Colchester schools reach out to students too anxious to attend
By Kristina Tedeschi Wayne For The Bulletin
Posted Sep 12, 2017 at 4:38 PMUpdated Sep 12, 2017 at 4:38 PM
COLCHESTER — A pilot program aimed at helping students with anxiety and depression who find it difficult to regularly attend school is under way.
The program, which is new this school year, is currently serving four high school students who experience school refusal — a disorder that occurs when children refuse to go to school or have difficulty staying in school — and will likely serve more students as the program becomes more established, says program leaders Joshua Vinoski, assistant director of pupil services and special education, and Carissa Capozzi, a licensed clinical social worker.
School refusal, also known as school avoidance, is different than truancy, said Capozzi. Truant students skip school because they often have no interest, she said, while school refusal students are simply too anxious to enter the school environment and, in the cases of some students, have trouble leaving their homes at all.

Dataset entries
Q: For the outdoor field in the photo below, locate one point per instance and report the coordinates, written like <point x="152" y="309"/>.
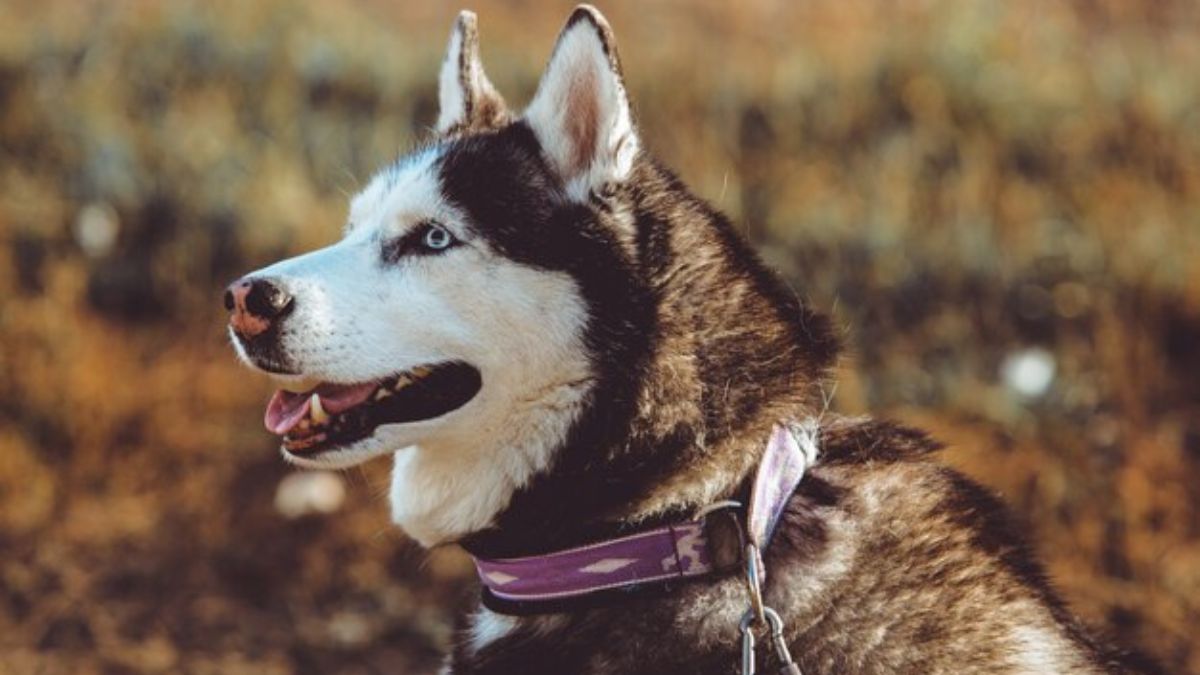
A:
<point x="999" y="202"/>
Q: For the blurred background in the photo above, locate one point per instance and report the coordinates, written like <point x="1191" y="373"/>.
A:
<point x="1000" y="202"/>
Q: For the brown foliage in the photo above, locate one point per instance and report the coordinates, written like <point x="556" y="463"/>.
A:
<point x="960" y="181"/>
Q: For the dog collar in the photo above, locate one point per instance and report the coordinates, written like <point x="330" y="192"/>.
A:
<point x="657" y="556"/>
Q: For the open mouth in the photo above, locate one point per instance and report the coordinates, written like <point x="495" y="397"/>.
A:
<point x="331" y="416"/>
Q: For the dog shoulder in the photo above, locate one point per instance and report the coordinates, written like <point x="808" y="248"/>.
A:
<point x="879" y="518"/>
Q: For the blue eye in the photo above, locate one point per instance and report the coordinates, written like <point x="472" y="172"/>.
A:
<point x="437" y="238"/>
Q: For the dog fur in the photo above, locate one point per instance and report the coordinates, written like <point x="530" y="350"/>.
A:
<point x="635" y="356"/>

■ Problems to solve
a – According to the article on the Colchester pilot program, how does school refusal differ from truancy? Answer in one to three sentences.
b – Carry on the article about the Colchester pilot program from the point where it stops.

■ Answers for the exercise
a – Truant students skip school often because they have no interest in it. Students with school refusal are too anxious to enter the school environment, and some have trouble leaving their homes at all.

b –
Children with school refusal may complain of physical symptoms such as headaches or stomach aches before school, or repeatedly ask to visit the school nurse, according to the Anxiety and Depression Association of America’s website. If the child is allowed to stay home from school, their symptoms will disappear, but reappear the next morning.
According to the ADAA, anxiety-based school refusal can surface around ages 5 and 6 and ages 10 and 11, or around times of transition, and is thought to affect between 2 percent and 5 percent of school-age children. Students who experience it have either average or above-average intelligence.
More info: To learn more about the pilot program or to volunteer your time, visit the open house at Jack Jackter Intermediate School, 215 Halls Hill Road, on Sept. 28 from 6 p.m. to 7 p.m., call Carissa Capozzi at (860) 537-9421, ext. 178 or email firstname.lastname@example.org.
Students in the district program receive counseling, often at home after school hours, to help them learn coping strategies and techniques to foster resilience, according to Capozzi, in efforts to help students before they stop going to school altogether. The students also receive academic support through the program.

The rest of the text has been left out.